§ **TO DO**
Write out exactly the lines below that run from the one containing "column 247, row 195" through the one containing "column 219, row 324", both included, with no other lines.

§ **INFORMATION PROVIDED**

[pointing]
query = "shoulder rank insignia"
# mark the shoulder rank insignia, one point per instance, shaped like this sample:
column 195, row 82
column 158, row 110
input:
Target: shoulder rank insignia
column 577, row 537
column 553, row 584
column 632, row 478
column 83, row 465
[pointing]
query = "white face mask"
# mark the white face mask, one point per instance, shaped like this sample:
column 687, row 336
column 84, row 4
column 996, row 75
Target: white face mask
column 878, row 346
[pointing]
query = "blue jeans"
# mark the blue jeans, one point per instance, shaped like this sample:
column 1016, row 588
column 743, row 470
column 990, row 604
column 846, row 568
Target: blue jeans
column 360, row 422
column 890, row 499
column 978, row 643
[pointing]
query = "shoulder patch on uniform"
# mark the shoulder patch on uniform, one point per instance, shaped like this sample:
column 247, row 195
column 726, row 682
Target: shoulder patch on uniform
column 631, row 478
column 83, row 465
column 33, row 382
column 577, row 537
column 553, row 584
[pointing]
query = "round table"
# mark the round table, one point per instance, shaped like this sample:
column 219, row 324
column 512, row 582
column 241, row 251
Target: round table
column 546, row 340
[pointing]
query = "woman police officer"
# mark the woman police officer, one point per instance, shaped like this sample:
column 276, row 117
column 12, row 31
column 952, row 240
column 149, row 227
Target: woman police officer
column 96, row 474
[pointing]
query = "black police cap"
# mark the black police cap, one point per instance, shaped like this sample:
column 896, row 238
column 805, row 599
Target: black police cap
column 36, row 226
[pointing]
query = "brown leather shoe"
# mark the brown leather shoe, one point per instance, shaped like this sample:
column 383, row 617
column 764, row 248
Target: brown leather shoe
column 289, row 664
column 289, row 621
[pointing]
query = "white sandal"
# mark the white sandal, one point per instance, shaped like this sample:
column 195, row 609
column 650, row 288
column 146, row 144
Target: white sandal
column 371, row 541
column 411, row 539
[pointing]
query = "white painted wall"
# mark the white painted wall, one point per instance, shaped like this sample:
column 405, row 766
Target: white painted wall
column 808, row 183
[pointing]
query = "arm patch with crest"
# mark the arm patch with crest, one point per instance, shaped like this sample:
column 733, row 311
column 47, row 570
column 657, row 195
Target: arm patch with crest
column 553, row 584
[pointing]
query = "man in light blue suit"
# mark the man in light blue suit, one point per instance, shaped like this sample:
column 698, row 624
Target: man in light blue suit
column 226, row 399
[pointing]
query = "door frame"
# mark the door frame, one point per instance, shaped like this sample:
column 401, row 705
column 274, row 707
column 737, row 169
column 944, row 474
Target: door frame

§ **EXERCISE SOLUTION**
column 247, row 195
column 726, row 682
Target: shoulder patch on uniform
column 631, row 478
column 83, row 465
column 33, row 382
column 577, row 537
column 553, row 584
[pointing]
query = "round table"
# mark the round table, one point per instance, shaped like this sample:
column 219, row 324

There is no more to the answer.